§ PROBLEM TO SOLVE:
Take down each entry exactly as written.

=== ENTRIES SUPPLIED ===

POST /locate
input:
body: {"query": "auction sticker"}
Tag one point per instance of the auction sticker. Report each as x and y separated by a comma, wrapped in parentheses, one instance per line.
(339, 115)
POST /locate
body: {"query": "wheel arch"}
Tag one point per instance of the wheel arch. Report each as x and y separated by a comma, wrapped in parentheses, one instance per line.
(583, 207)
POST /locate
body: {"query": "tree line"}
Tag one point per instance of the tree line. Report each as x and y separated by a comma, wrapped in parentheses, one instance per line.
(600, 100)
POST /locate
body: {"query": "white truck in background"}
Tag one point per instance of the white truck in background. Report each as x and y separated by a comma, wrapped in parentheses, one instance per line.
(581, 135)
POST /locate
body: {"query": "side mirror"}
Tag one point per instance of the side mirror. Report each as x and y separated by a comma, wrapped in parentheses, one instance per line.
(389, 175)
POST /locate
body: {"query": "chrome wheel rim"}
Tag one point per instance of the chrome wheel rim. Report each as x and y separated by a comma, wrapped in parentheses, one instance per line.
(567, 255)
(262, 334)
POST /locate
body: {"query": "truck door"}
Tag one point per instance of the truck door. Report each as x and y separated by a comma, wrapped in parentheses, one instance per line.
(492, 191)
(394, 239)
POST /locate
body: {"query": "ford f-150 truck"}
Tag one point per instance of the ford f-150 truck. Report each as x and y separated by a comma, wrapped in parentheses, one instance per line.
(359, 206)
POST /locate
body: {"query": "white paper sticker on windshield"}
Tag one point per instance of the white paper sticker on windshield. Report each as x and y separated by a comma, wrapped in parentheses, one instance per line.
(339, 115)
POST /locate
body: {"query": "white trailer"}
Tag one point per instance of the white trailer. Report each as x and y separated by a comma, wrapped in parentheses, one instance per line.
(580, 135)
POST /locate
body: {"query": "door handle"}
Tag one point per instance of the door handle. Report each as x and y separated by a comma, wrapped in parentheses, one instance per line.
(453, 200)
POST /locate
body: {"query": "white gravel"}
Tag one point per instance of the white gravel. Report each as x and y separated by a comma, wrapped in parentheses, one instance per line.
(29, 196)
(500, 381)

===

§ WORKED SOLUTION:
POST /locate
input:
body: {"query": "auction sticker"}
Tag one point per instance of the auction sticker. Report each as x and y separated by a comma, wrapped in parentheses, one instance per line.
(339, 115)
POST /locate
body: {"query": "wheel arch"}
Tag one point per instance of the wheel arch. Report each as x and y separated by a comma, wrapped in parentheses, one instance per line.
(583, 207)
POST /locate
body: {"query": "tree line"}
Tag one point per instance of the tree line. Report each as x and y separated by a comma, wrapped in parentheses, one instance per line.
(600, 100)
POST /locate
body: {"query": "white truck in background"}
Tag one point per instance of the white truck in background. Report each as x and y separated by a comma, wrapped in parentheses, one instance per line.
(581, 135)
POST /locate
body: {"query": "side mirror"}
Tag one point per instance of the side mirror. Report each as x and y separated by a comma, wrapped in parentheses, one instance per line.
(389, 175)
POST /locate
body: {"query": "chrome wheel rim"}
Tag one point per instance of the chrome wheel rim. Report each as x and y separated by a comma, wrapped in parentheses, one instance per line.
(567, 255)
(262, 334)
POST /locate
body: {"query": "truck door"}
Tag one point per instance of the truck door. Report each as x and y separated by a comma, wrapped in parentheses, one instance per line.
(492, 191)
(394, 239)
POST /locate
body: {"query": "ford f-150 truck"}
Tag one point per instance of the ford f-150 truck. Report each as x and y separated by a comma, wrapped in parentheses, one instance per line.
(359, 206)
POST /locate
body: {"query": "white paper sticker on windshield"}
Tag one point per instance of the white paper sticker on windshield. Report each as x and y separated by a comma, wrapped in parentheses, one instance per line.
(339, 115)
POST /locate
body: {"query": "white trailer"}
Tag one point per instance of the white trailer. Report each as x and y separated by a comma, wrapped in parentheses, one instance per line.
(580, 135)
POST /locate
body: {"query": "door handle"}
Tag one point per instance of the door handle. Report each as x and y separated by a comma, wrapped in parentheses, one instance per line.
(453, 200)
POST /locate
body: {"query": "white gravel"}
Tag one point per instance of the white gravel. Report each as x and y separated by a comma, wrapped in parentheses, one instance per line.
(29, 196)
(500, 381)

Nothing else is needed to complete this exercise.